[Dataset entries]
-- Opening Marker --
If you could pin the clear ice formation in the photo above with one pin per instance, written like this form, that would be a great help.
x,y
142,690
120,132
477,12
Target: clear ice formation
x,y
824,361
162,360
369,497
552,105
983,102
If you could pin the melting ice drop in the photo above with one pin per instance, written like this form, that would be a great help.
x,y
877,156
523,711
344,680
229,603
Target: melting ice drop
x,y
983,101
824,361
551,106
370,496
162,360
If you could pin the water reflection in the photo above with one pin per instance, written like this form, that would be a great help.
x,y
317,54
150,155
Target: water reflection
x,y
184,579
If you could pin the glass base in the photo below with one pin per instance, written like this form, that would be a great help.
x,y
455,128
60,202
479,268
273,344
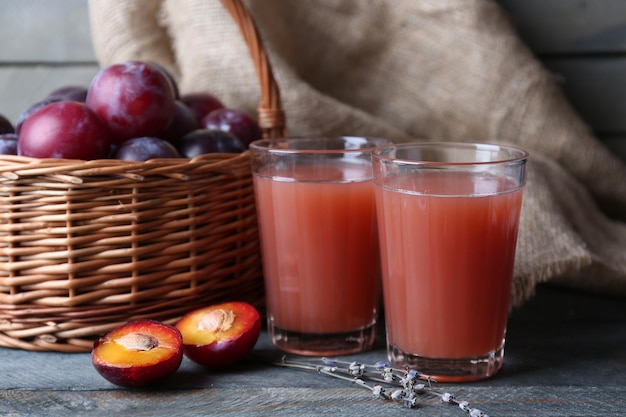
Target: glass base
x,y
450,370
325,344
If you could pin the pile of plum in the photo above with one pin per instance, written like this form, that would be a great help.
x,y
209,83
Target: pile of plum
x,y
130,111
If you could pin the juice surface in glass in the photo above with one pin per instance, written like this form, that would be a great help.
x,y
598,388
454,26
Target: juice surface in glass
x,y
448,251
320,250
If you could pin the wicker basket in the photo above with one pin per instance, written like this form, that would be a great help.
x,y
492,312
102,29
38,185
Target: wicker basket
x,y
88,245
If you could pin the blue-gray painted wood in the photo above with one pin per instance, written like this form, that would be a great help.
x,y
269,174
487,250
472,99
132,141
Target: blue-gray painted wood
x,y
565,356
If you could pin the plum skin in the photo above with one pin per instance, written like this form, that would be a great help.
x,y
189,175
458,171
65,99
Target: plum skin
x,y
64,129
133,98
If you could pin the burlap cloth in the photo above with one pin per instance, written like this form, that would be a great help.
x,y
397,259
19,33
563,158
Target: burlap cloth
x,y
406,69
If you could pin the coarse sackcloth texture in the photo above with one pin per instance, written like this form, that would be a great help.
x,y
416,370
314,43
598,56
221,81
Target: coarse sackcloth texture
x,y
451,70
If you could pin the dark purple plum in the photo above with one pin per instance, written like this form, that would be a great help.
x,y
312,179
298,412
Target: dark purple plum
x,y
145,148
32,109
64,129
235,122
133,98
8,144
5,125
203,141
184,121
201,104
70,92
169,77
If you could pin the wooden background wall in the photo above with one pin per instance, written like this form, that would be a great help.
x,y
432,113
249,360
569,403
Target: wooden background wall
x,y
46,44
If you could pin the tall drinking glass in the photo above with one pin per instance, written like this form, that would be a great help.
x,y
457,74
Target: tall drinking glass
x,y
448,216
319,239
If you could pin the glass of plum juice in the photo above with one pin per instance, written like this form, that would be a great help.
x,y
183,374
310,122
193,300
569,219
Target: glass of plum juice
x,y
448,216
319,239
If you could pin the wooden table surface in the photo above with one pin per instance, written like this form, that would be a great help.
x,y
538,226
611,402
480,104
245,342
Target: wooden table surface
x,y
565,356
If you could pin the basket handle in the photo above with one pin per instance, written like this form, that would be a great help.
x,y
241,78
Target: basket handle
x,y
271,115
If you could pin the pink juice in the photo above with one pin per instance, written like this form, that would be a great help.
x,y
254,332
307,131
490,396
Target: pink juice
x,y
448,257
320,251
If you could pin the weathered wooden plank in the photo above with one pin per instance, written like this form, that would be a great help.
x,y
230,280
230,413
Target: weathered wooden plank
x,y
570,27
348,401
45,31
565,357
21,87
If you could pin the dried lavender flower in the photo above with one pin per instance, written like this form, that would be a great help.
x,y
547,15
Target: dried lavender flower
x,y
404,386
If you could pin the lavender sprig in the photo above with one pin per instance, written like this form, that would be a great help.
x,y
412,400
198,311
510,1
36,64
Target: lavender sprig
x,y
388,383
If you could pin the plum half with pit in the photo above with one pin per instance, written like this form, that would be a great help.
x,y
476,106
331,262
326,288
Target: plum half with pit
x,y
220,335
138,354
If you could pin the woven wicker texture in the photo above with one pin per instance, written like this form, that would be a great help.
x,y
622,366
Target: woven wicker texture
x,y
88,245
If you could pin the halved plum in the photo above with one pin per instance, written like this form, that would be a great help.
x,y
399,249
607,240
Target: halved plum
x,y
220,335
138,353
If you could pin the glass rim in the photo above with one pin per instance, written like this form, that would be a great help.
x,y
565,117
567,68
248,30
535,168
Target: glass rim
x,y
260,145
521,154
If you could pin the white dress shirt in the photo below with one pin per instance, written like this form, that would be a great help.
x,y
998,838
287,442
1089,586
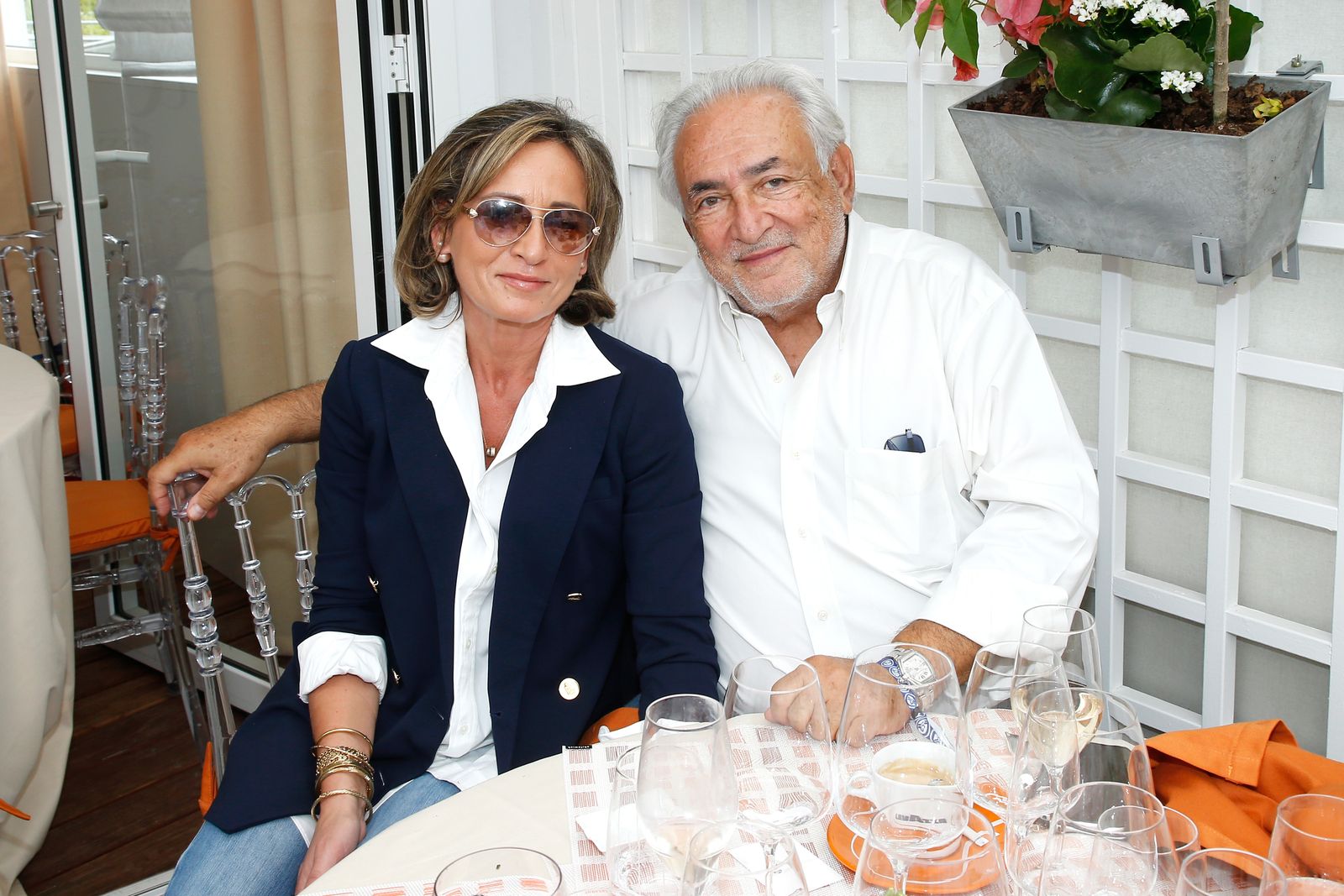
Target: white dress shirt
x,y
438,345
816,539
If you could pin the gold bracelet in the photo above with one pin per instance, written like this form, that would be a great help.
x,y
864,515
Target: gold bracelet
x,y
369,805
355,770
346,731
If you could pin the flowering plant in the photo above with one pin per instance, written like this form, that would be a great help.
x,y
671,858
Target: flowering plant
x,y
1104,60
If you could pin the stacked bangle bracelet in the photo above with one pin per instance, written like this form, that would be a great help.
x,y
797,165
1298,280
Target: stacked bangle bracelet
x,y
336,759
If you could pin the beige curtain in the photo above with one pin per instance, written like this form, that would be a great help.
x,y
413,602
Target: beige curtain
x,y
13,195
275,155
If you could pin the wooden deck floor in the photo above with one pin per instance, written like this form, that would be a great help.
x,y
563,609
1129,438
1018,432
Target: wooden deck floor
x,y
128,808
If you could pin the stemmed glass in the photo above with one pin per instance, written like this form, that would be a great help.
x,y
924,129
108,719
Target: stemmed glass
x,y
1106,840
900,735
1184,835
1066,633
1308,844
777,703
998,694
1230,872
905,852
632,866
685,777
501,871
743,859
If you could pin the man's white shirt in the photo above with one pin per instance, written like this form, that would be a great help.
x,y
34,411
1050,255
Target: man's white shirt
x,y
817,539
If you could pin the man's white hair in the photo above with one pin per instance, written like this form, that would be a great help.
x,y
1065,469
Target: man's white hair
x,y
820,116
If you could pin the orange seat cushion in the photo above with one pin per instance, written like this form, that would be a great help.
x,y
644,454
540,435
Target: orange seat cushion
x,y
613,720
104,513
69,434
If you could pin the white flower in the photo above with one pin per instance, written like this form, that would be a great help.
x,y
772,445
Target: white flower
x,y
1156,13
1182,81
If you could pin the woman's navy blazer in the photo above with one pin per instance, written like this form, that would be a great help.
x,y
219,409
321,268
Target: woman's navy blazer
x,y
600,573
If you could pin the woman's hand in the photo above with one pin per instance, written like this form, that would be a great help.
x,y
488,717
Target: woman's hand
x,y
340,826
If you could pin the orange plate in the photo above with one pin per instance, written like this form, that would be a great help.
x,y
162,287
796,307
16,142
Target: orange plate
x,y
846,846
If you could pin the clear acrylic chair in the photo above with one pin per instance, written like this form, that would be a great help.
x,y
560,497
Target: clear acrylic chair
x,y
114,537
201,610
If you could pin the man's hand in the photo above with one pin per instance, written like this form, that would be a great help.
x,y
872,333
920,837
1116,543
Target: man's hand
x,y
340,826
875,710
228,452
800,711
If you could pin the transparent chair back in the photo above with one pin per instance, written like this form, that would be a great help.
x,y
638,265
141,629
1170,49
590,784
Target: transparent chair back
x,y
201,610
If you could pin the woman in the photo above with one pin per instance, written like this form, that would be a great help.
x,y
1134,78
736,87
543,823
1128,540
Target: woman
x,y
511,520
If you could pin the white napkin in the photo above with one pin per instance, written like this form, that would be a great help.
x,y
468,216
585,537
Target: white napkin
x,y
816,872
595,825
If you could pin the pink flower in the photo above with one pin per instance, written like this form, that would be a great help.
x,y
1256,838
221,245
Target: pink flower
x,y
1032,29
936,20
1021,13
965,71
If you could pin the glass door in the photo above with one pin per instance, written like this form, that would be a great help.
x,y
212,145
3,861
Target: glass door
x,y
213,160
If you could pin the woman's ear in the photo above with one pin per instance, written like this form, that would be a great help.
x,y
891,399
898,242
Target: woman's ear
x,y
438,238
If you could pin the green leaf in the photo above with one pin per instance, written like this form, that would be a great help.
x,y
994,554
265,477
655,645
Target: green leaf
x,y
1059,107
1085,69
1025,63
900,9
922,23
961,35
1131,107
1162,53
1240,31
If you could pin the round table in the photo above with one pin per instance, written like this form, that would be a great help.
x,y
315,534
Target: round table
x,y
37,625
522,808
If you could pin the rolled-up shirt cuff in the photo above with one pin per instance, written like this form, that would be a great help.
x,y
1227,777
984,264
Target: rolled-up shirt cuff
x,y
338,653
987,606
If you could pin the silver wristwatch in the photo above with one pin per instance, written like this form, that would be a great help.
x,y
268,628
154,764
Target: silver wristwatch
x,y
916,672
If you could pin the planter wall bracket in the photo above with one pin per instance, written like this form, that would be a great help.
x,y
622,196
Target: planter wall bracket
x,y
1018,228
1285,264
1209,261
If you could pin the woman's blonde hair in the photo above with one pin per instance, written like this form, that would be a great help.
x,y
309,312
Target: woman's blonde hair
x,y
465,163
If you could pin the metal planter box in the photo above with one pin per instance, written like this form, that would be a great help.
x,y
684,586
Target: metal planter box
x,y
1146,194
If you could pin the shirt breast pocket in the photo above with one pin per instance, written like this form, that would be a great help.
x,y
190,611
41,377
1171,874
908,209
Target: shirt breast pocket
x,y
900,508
-- Closing Marker --
Scan the records above for the string "below", then copy each line where it turns up.

If you could pin the glass base in the photo below with one pin per instance, written like this form, that would be a great help.
If you could pin the white dress shirt in the photo below with one pin per instance, written like this form, that would be a great help.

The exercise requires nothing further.